** Begin Information supplied **
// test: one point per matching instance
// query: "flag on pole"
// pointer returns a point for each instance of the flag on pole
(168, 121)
** End Information supplied **
** Begin Information supplied **
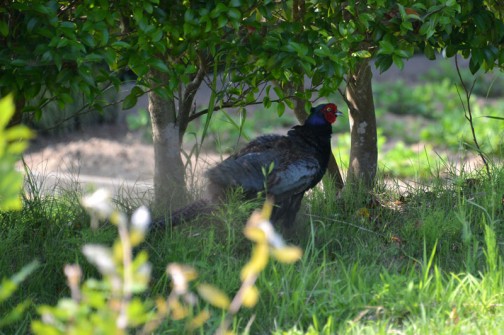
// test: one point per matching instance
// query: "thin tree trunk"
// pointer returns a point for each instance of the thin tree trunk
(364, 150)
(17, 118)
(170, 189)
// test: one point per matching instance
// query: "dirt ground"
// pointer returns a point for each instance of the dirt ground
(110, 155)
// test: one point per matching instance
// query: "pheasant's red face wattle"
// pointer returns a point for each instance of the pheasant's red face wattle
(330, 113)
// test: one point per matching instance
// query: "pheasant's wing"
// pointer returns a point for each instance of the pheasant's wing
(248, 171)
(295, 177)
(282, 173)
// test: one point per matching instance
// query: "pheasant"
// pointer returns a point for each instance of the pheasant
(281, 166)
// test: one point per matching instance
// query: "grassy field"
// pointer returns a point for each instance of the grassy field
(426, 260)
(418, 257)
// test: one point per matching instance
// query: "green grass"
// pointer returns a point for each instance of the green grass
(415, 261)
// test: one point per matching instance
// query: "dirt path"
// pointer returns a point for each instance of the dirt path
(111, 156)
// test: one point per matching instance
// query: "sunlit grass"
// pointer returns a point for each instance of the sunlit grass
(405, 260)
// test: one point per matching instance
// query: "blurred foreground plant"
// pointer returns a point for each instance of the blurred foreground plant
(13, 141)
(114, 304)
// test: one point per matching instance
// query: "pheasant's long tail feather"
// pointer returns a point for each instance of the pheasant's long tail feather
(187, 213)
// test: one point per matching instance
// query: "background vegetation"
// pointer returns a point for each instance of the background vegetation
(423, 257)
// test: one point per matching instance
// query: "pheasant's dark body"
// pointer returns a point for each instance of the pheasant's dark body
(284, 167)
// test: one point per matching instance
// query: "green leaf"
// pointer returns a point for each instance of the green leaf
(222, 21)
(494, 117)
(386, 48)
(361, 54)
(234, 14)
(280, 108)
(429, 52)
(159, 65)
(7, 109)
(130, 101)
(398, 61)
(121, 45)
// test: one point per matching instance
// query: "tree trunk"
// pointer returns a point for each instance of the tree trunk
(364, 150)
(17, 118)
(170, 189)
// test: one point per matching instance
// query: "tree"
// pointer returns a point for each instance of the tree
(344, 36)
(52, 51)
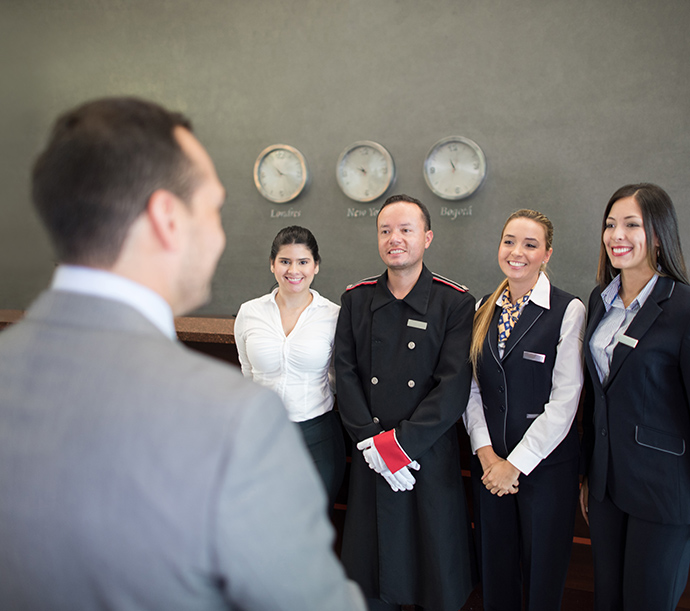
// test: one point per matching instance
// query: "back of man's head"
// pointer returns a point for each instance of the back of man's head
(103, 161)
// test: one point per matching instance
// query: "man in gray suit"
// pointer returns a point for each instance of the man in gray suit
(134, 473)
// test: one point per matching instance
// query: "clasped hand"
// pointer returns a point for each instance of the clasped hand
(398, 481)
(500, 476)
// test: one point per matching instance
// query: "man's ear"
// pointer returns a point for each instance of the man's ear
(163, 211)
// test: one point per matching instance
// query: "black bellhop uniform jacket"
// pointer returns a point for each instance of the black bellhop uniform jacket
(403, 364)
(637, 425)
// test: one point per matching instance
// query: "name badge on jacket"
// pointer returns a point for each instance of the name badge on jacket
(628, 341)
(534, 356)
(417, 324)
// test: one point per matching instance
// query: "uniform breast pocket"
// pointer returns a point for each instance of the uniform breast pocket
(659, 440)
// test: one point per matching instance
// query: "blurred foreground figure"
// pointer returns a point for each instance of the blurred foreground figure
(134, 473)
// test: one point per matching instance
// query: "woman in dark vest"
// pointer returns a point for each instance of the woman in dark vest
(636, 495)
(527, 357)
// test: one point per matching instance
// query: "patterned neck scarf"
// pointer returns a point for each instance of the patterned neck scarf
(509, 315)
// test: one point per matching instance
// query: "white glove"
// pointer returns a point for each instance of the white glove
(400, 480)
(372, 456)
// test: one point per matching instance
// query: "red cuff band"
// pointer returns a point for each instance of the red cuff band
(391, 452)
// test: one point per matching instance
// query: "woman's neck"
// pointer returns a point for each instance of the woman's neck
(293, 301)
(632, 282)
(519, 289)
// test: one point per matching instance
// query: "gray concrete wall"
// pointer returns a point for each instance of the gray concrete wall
** End Information supplied **
## Instructions to follow
Identify each line in the records above that contains the word "path", and copy those lines.

## Exercise response
// query: "dirt path"
// pointer returns a point for each instance of the dirt path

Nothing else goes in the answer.